## Provided entries
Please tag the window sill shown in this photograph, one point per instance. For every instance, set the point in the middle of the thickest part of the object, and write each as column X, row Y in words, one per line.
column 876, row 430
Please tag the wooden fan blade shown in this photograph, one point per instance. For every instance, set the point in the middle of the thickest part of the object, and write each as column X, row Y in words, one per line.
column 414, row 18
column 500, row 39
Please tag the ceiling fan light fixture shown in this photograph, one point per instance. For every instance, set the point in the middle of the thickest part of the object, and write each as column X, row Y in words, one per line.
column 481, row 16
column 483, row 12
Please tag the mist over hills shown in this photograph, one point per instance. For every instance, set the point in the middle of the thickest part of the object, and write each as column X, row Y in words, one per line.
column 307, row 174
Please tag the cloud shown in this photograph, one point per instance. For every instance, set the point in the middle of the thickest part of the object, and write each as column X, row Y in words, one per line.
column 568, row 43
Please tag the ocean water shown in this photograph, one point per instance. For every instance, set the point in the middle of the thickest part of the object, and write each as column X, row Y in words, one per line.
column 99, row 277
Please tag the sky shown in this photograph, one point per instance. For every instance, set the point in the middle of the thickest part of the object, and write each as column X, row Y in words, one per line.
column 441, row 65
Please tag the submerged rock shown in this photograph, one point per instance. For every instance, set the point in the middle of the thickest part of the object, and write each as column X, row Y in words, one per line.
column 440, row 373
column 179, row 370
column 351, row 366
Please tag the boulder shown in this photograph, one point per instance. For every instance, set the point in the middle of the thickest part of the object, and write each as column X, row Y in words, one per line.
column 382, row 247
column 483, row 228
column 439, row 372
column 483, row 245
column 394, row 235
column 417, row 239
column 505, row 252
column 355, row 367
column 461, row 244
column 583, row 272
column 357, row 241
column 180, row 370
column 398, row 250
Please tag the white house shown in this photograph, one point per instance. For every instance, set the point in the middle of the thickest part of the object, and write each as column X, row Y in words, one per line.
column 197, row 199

## Task prompt
Reproduce all of the entries above word for word, keeping them in their original order.

## Output below
Please tag the window sill shown in this photograph, one point per instance. For every instance, set the point in the middle of the thickest part of the object, and write each as column X, row Y in words, one per line.
column 876, row 430
Please tag the wooden fan blade shown in this photograph, one point per instance. For every instance, set the point in the middle of the thickest part of the object, and write each as column X, row Y in words, one per line.
column 414, row 18
column 500, row 39
Please tag the ceiling fan light fixture shown in this photograph, one point per instance. For every instance, set the point in the middle of the thickest part of the object, and write each as column X, row Y in words, one per line.
column 481, row 16
column 483, row 12
Please tag the mist over hills shown in this photograph, one point per instance. For every instance, set the point in the middle of the thickest part of the object, and write each as column X, row Y in words, one per line.
column 307, row 174
Please tag the cloud shown in this photograph, one point per instance. For every instance, set the point in the middle of the thickest part of the object, and write each as column X, row Y in words, one per line.
column 568, row 43
Please tag the ocean water shown in this photograph, one point per instance. For every instance, set the point in the middle of the thickest part of the object, and write each as column X, row Y in words, one per line.
column 99, row 277
Please tag the sky shown in this photograph, one point per instance. For every instance, set the point in the middle of the thickest part of the object, and write each as column X, row Y in words, one per line.
column 441, row 65
Please tag the submerged rock shown in this photograph, one point per instance. For every instance, set the point in the middle of the thickest part of the object, and write each as column X, row Y in words, one per line.
column 440, row 373
column 179, row 370
column 351, row 366
Please tag the boulder shown in this photograph, one point per instance. For every instance, set the point in the middle of the thickest part of the object, and write each as column X, row Y in words, one per line.
column 382, row 247
column 483, row 228
column 439, row 372
column 483, row 245
column 394, row 235
column 417, row 239
column 505, row 252
column 355, row 367
column 461, row 244
column 583, row 272
column 357, row 241
column 180, row 370
column 398, row 250
Please tag the white house shown in this photograph, one point per instance. For every instance, set the point in the middle of the thickest part of the object, and write each as column X, row Y in words, one per line.
column 197, row 199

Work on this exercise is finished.